• [WHAT THE EXERCISE ASKS] The whole of the data, every line, should come back exactly the same.

*** PROVIDED RECORDS Section Begins ***

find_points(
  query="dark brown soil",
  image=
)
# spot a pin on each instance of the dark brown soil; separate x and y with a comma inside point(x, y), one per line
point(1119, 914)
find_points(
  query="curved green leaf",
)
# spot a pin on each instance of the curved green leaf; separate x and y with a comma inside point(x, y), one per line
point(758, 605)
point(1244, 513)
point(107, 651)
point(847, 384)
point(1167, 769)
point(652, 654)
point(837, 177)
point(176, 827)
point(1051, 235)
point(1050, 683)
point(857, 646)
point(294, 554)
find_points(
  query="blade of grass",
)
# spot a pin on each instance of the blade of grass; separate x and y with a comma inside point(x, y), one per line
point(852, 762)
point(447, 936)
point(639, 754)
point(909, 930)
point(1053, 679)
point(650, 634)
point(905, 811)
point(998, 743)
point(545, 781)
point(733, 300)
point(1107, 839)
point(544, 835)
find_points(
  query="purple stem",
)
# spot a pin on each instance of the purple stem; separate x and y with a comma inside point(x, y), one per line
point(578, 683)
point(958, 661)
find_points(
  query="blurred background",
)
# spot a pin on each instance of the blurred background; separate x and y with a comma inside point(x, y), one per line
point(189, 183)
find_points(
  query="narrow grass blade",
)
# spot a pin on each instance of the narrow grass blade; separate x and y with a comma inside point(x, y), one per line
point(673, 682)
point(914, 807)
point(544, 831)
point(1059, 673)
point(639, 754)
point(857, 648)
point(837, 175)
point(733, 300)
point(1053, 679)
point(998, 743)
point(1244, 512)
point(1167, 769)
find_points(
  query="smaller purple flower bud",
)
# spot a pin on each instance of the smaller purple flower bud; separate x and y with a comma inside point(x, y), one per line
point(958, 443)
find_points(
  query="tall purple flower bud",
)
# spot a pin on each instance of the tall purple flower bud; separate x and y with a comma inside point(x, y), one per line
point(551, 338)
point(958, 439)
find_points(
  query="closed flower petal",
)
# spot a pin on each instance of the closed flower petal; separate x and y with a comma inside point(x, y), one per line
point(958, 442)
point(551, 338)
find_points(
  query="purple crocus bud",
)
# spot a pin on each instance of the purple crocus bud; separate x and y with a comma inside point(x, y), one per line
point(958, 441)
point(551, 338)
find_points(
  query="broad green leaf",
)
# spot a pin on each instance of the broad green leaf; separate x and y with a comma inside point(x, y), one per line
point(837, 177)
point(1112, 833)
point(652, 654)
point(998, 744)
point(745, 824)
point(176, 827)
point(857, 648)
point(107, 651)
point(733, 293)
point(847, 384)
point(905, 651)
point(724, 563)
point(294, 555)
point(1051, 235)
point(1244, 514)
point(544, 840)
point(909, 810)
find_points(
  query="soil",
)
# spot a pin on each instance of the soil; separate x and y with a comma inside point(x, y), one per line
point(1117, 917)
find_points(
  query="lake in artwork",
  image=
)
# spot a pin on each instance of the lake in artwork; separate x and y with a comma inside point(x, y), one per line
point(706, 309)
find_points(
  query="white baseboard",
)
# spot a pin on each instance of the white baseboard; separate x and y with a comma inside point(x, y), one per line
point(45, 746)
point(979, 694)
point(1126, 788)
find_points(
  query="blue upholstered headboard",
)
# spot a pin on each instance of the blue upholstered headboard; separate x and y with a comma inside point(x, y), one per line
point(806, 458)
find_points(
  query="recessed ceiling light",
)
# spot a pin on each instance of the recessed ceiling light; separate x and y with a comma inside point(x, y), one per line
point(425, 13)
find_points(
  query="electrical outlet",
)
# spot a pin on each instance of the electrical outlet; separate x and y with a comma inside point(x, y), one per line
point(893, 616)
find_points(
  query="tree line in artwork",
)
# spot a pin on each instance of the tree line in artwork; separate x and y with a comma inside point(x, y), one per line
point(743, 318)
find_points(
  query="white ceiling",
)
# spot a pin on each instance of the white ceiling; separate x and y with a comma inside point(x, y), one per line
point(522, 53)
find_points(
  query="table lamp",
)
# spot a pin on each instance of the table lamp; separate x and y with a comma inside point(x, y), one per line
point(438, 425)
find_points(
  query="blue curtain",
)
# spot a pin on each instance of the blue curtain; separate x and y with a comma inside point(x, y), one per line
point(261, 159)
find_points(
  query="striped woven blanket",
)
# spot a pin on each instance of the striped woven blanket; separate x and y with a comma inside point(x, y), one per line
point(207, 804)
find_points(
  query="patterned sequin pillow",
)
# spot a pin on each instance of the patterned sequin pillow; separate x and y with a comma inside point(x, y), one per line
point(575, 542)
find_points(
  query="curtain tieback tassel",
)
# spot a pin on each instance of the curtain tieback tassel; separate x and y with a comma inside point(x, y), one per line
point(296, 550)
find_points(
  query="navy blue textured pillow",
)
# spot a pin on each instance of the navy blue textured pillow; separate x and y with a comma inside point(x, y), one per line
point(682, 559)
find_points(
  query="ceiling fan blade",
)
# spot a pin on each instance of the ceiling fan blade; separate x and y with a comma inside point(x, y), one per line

*** PROVIDED RECORDS Section Ends ***

• [TASK RESULT]
find_points(
  query="dark brown soil",
  image=
)
# spot a pin on each instance of the dark brown soil; separate x and y with a comma inside point(x, y), one per line
point(1119, 914)
find_points(
  query="curved green leaf",
)
# spot a pin on each instance of the curved green leaf; separate x and y with a comma inside point(x, y), one per line
point(758, 605)
point(1244, 513)
point(107, 651)
point(847, 384)
point(1167, 769)
point(652, 654)
point(837, 177)
point(176, 827)
point(1051, 235)
point(1050, 683)
point(857, 646)
point(294, 554)
find_points(
  query="blade of grass",
)
# spot a pin on each instance of the blade of grass; separate x and y with a comma inside point(x, y), one per line
point(852, 762)
point(447, 936)
point(639, 754)
point(909, 930)
point(1053, 679)
point(650, 634)
point(905, 811)
point(998, 743)
point(545, 781)
point(733, 300)
point(1107, 839)
point(544, 835)
find_points(
  query="purple stem",
)
# spot a pin on each instance of the purple stem; separate x and y with a comma inside point(x, y), one per line
point(578, 683)
point(958, 661)
find_points(
  query="blurred background",
)
# spot a pin on each instance of the blurred background; separate x and y with a comma inside point(x, y), one per line
point(189, 183)
find_points(
  query="narrow grass blade",
)
# spot a pin on each instance of the narrow grass blade; separate x and y with a comma inside point(x, y), one per line
point(673, 682)
point(914, 807)
point(544, 831)
point(1059, 673)
point(639, 754)
point(857, 648)
point(837, 175)
point(733, 300)
point(1053, 679)
point(998, 743)
point(1244, 512)
point(1167, 769)
find_points(
  query="smaller purple flower bud",
)
# spot a pin on each instance of the smaller purple flower bud; separate x and y with a comma inside point(x, y), one per line
point(958, 443)
find_points(
  query="tall purple flower bud",
)
# spot a pin on each instance of the tall purple flower bud; separate x and y with a comma inside point(x, y), one per line
point(551, 338)
point(958, 439)
find_points(
  query="closed flower petal",
)
# spot a pin on each instance of the closed flower petal; separate x and y with a comma inside point(x, y), one per line
point(958, 442)
point(551, 338)
find_points(
  query="purple crocus bud",
)
# spot a pin on each instance of the purple crocus bud; separate x and y with a comma inside point(x, y), one per line
point(958, 441)
point(551, 338)
find_points(
  query="broad green leaf",
)
# spot a pin on each instance of the broad green leaf; separate x and y with a comma inside point(x, y), one per line
point(837, 177)
point(1112, 833)
point(652, 654)
point(998, 744)
point(745, 824)
point(176, 827)
point(857, 648)
point(107, 651)
point(733, 293)
point(847, 384)
point(905, 651)
point(724, 563)
point(294, 555)
point(1051, 235)
point(1244, 514)
point(544, 840)
point(909, 810)
find_points(
  query="soil",
)
# spot a pin on each instance of the soil; separate x and y with a comma inside point(x, y), one per line
point(1117, 917)
find_points(
  query="lake in artwork",
  image=
)
# spot a pin on each instance of the lake in artwork; separate x and y with a comma inside point(x, y), one per line
point(706, 309)
find_points(
  query="white baseboard",
)
# spot a pin on each instance of the white baseboard; separate x and y with a comma inside point(x, y), one per line
point(45, 746)
point(979, 694)
point(1126, 788)
find_points(
  query="blue upholstered headboard",
)
# spot a pin on each instance of the blue upholstered headboard; separate x and y with a comma inside point(x, y), one per line
point(806, 458)
find_points(
  query="recessed ceiling light",
)
# spot a pin on each instance of the recessed ceiling light; separate x and y with a comma inside point(x, y), one per line
point(425, 13)
find_points(
  query="electrical outlet",
)
# spot a pin on each instance of the electrical outlet; separate x and y with a comma inside point(x, y), one per line
point(893, 616)
find_points(
  query="tree line in artwork",
)
# spot a pin on each instance of the tree line in artwork; separate x and y with a comma inside point(x, y), one per line
point(743, 318)
find_points(
  query="white ceiling",
)
# spot a pin on each instance of the white ceiling; separate x and y with a comma inside point(x, y), one per line
point(522, 53)
find_points(
  query="table lamp",
)
# spot a pin on each instance of the table lamp; separate x and y with a comma inside point(x, y), one per line
point(438, 425)
find_points(
  query="blue curtain",
)
# spot a pin on each instance of the blue curtain; separate x and y with a comma inside point(x, y), one per line
point(261, 159)
find_points(
  query="striped woven blanket",
)
# spot a pin on each instance of the striped woven blanket; separate x and y with a comma inside point(x, y), one per line
point(207, 804)
find_points(
  query="patterned sequin pillow",
)
# spot a pin on each instance of the patterned sequin pillow; separate x and y with a comma inside point(x, y), one per line
point(575, 542)
find_points(
  query="curtain tieback tassel",
)
# spot a pin on each instance of the curtain tieback tassel; separate x and y with a comma inside point(x, y), one per line
point(296, 550)
find_points(
  query="navy blue textured pillow",
)
# spot a pin on each instance of the navy blue textured pillow; separate x and y with a comma inside point(x, y), one per line
point(682, 559)
find_points(
  query="ceiling fan blade",
)
# spot a pin on each instance of the ceiling fan blade; separate x and y with a comma inside point(x, y), one per line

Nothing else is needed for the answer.